* _來源_
%%

# 作業目標: 使用python正規表達式對資料進行清洗處理

這份作業我們會使用詐欺郵件的文本資料來作為清洗與處理的操作。
[資料集](https://www.kaggle.com/rtatman/fraudulent-email-corpus/data#)

### 讀入資料文本
因原始文本較大，先使用部份擷取的**sample_emails.txt**來進行練習

In [1]:
#讀取文本資料
fn = "sample_emails.txt"

with open(fn) as file_obj:
    sample_corpus = file_obj.read()

In [2]:
sample_corpus

'From r  Wed Oct 30 21:41:56 2002\nReturn-Path: <james_ngola2002@maktoob.com>\nX-Sieve: cmu-sieve 2.0\nReturn-Path: <james_ngola2002@maktoob.com>\nMessage-Id: <200210310241.g9V2fNm6028281@cs.CU>\nFrom: "MR. JAMES NGOLA." <james_ngola2002@maktoob.com>\nReply-To: james_ngola2002@maktoob.com\nTo: webmaster@aclweb.org\nDate: Thu, 31 Oct 2002 02:38:20 +0000\nSubject: URGENT BUSINESS ASSISTANCE AND PARTNERSHIP\nX-Mailer: Microsoft Outlook Express 5.00.2919.6900 DM\nMIME-Version: 1.0\nContent-Type: text/plain; charset="us-ascii"\nContent-Transfer-Encoding: 8bit\nX-MIME-Autoconverted: from quoted-printable to 8bit by sideshowmel.si.UM id g9V2foW24311\nStatus: O\n\nFROM:MR. JAMES NGOLA.\nCONFIDENTIAL TEL: 233-27-587908.\nE-MAIL: (james_ngola2002@maktoob.com).\n\nURGENT BUSINESS ASSISTANCE AND PARTNERSHIP.\n\n\nDEAR FRIEND,\n\nI AM ( DR.) JAMES NGOLA, THE PERSONAL ASSISTANCE TO THE LATE CONGOLESE (PRESIDENT LAURENT KABILA) WHO WAS ASSASSINATED BY HIS BODY GUARD ON 16TH JAN. 2001.\n\n\nTHE INCIDE

### 讀取寄件者資訊
觀察文本資料可以發現, 寄件者資訊都符合以下格式

`From: <收件者姓名> <收件者電子郵件>`

In [3]:
import re
pattern = r"^From:.*"

%%

* _資料集部分_
%%

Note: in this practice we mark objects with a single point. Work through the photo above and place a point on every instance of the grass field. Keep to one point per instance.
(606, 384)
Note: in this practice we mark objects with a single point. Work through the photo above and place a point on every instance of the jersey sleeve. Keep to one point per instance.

%%

* _簡短任務 1_
根據來源，因原始文本較大，練習時先使用哪個檔案？
* _簡短任務 2_
把來源中從「這份作業我們會使用詐欺郵件的文本資料來作為清洗與處理的操作。」起，一直到「sample_corpus = file_obj.read()」為止（含這兩處）的文字一字不改地再寫一遍。

* _完成答案 1_
sample_emails.txt

* _完成答案 2_
這份作業我們會使用詐欺郵件的文本資料來作為清洗與處理的操作。
[資料集](https://www.kaggle.com/rtatman/fraudulent-email-corpus/data#)

### 讀入資料文本
因原始文本較大，先使用部份擷取的**sample_emails.txt**來進行練習

In [1]:
#讀取文本資料
fn = "sample_emails.txt"

with open(fn) as file_obj:
    sample_corpus = file_obj.read()